Provided text:
==============================
Bank of Korea Governor Shin Hyun-song delivers a commemorative address at the 76th anniversary ceremony at the Bank of Korea in Jung District, Seoul, on the 12th. /Courtesy of Bank of Korea

Bank of Korea Governor Shin Hyun-song said on the 12th that "there is a need to raise rates without delay, with a focus on price stability." In the market, people are saying "the Bank of Korea has turned on the blinker to change lanes toward a base rate hike." It means the odds have risen that at the July Monetary Policy Board meeting, the base rate will be raised to 2.75%, up 0.25 percentage point from the current 2.5% a year.

At the 72nd anniversary ceremony held at the Bank of Korea in Seoul that day, Shin said, "Monetary policy inevitably faces trade-offs among policy variables, but the trade-offs are not large now," adding, "There is a need to raise rates without delay." Two weeks ago, at the Monetary Policy Board press conference, Shin said, "It is necessary to raise rates at an appropriate time." The phrasing on the timing of a rate hike changed from "at an appropriate time" to "without delay." The market sees this as raising the likelihood of a decision to raise rates at an early date.

◇ Inflation rises in the 3% range as the Middle East war drags on

Shin said a swift rate hike is needed because of prices. Shin diagnosed, "As the Middle East war has continued for more than three months, concerns about rising prices have grown further," and "There is also a latent concern that elevated household inflation expectations and the possibility of price hikes by corporations could act as additional inflationary pressures."

According to the Ministry of Data and Statistics (MODS), the consumer price index in May rose 3.1% from a year earlier. It is the largest increase in 2 years and 2 months since March 2024 (3.1%). Core inflation, which excludes food and energy with large price swings, was tallied up 2.5%.
==============================
Source material:

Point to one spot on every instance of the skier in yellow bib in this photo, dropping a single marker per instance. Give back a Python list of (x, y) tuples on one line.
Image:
==============================
Complete the following:
#1 In the article on the Bank of Korea governor's rate remarks, by how much did the consumer price index in May rise from a year earlier?
#2 Continue the article on the Bank of Korea governor's rate remarks, starting right after its final sentence.

Results by task:
#1 3.1%

#2
Shin emphasized that strong semiconductor exports mean there is no big obstacle to raising rates. While the debt repayment burden on low-income and vulnerable groups will grow, he noted that this is an issue to be addressed by fiscal policy. The judgment that the won-dollar exchange rate needs to be calmed is also seen as adding momentum to a swift rate hike. Shin has explained that the rise in the won-dollar exchange rate is due to the interest rate gap between Korea and the United States.

Shin said, "The domestic economy will continue a solid growth trend as the semiconductor cycle remains strong, while domestic demand also recovers on the back of increased tax revenue from growth in nominal gross domestic product (GDP), improved income, and expanded investment," adding, "The growth, prices, and financial stability situation is pointing relatively clearly in one direction from a monetary policy perspective."

Real gross domestic product (GDP) in the first quarter rose 1.8% from the previous quarter. Nominal GDP, excluding price effects, increased 10.5%. It hit a record high since the first quarter of 1976 (13%).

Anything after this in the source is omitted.